-- start RECORDED INFORMATION --

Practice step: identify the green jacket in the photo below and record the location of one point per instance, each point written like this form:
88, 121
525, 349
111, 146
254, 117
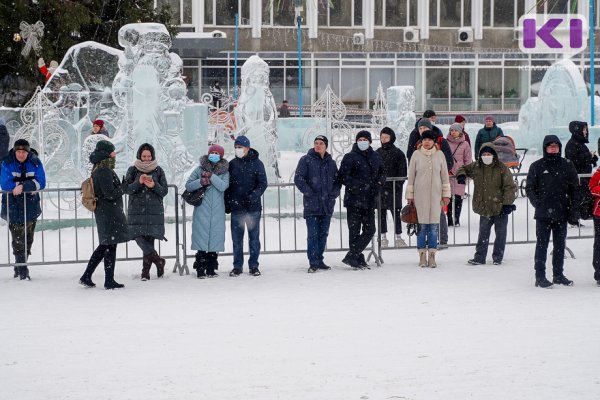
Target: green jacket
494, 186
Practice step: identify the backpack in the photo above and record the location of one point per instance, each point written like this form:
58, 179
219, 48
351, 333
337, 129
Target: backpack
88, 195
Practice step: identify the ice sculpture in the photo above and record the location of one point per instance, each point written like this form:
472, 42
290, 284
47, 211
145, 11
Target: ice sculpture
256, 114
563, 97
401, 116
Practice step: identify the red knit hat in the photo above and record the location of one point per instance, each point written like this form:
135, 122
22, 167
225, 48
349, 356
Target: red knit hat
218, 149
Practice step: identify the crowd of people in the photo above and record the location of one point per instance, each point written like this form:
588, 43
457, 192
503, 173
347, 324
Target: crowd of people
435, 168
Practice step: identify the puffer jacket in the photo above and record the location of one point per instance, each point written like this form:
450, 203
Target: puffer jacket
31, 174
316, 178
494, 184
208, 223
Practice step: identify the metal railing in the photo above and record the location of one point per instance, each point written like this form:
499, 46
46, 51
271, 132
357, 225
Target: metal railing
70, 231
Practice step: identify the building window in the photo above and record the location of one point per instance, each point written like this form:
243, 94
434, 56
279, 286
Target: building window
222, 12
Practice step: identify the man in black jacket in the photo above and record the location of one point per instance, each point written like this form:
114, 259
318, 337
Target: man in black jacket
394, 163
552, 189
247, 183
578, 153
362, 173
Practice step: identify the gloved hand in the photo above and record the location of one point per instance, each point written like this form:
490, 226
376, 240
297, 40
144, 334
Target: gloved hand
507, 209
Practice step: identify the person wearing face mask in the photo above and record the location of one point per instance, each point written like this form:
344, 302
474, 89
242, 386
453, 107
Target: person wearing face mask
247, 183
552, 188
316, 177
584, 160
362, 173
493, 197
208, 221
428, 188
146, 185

-- end RECORDED INFORMATION --

> [EXERCISE GOAL] Rescale the items starting at the line containing "Practice step: identify the person" and ending at the end of the items, rewriting every line, requests included. Multiply each answer point coordinate by 2.4 and round to whole numbers with halves rounded up, leaving the numbers in the requests and their sample points unchanged.

> [FINISHED EXERCISE]
Practice step: identify the person wearing face mask in the photo above and record the location of one point per instance, each point written like this form:
344, 302
474, 89
242, 386
453, 107
Target: person wearing face mask
593, 439
1325, 451
758, 425
1402, 384
869, 415
1183, 473
499, 530
1027, 451
350, 444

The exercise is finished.